EXCERPTED PASSAGE:

ZIKA VIRUS AFFLICTS CHILDREN IN BRAZIL
LUKE CHAPTER 6
On another Shabbat, when Yeshua had gone into the synagogue and was teaching, a man was there who had a shriveled hand. 7 The Torah-teachers and Pharisees watched Yeshua carefully to see if he would heal on Shabbat, so that they could accuse him of something. 8 But he knew what they were thinking and said to the man with the shriveled hand, “Come up and stand where we can see you!” He got up and stood there. 9 Then Yeshua said to them, “I ask you now: what is permitted on Shabbat? Doing good or doing evil? Saving life or destroying it?” 10 Then, after looking around at all of them, he said to the man, “Hold out your hand.” As he held it out, his hand was restored. 11 But the others were filled with fury and began discussing with each other what they could do to Yeshua.
Luke follows his main source Mark in this story, with one important change, as we shall see.
This incident focuses what is really at stake in the issue about Torah observance: in the end of the day it’s a question of life or death. The defenders of the Shabbat are prepared to kill the one they think is a law-breaker – proof that the law for them is no longer God’s wisdom for human benefit, which may be questioned and argued over, but a magical formua which must be obeyed as interpreted by its defenders. Jesus was not acting against the Shabbat Law but implementing its intention with regard to this particular man. Perhpas he exaggerated a little when he talked about saving life – if it had been an obvious emergency, the Pharisees would have acepted his action. Jesus meant that on Shabbat people should be allowed to act for the benefit of others.

WORK TO COMPLETE:
A: Summarize the commentary on Luke chapter 6 in two sentences.
B: Carry on the commentary on Luke chapter 6 from its last sentence.

RECORD SET:
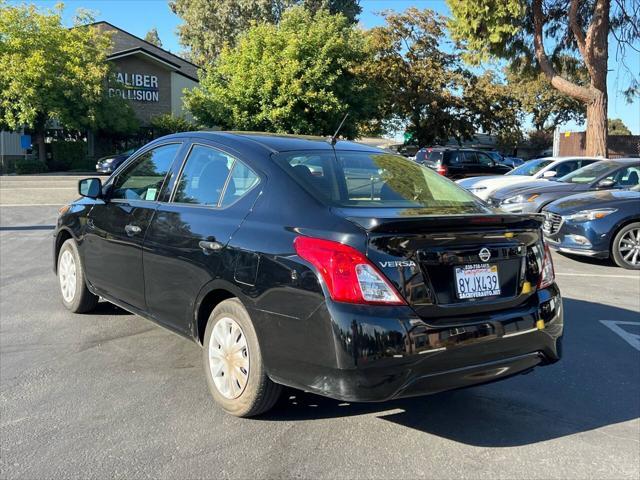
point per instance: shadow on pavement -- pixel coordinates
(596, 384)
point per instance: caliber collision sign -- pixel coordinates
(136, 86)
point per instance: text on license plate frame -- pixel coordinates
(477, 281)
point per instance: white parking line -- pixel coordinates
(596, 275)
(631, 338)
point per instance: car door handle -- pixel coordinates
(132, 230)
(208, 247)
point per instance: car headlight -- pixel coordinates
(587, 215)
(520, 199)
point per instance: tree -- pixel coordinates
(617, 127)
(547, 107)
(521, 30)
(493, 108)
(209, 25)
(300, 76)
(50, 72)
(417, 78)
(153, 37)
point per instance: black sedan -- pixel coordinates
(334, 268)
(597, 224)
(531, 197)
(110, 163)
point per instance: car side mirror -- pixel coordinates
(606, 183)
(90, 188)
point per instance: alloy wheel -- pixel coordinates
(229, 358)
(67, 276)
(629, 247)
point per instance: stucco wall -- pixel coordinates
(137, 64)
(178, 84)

REPLIES:
A: On a Shabbat in the synagogue, Yeshua restores a man's shriveled hand while the Torah-teachers and Pharisees watch for grounds to accuse him, and afterward they are filled with fury and discuss what they could do to him. The commentary holds that the incident shows the Shabbat question to be one of life or death, with the law's defenders treating it as a formula to be obeyed, while Jesus was carrying out the law's intention that people be allowed to act for the benefit of others on Shabbat.

B:
We should look sympathetically at the Pharisees’ case here. They believed:
- That the Shabbat rest was a command of God (So did Jesus)
- That it was a communal command to be oberved by the whole nation. (So did Jesus)
- That it prohibited all work, except where life was endangered.(So did Jesus)
- That the act of healing was work and could only be permitted when a life was at risk. (Jesus apparently disagreed)
- That all commands were equally important and should be equally obeyed in full. (Probably Jesus disagreed on the basis that “in full” often meant “as interpreted by Pharisees” whereby the original commandment was obscured by sub-clauses that were more to do with religious propriety and power, than with God’s desire to “save (i.e. care for) life.”
We can imagine the Pharisees arguing that if every Tom, Dick and Harry was given the licence to interpret the law as he wished, the communal observance of the command would fall gto bits. As it turned out, under Pharisaic guidance, after the destruction of the Temple, the Sabbath along with the synagogue was one of the pillars of Jewish faith for 2000 years.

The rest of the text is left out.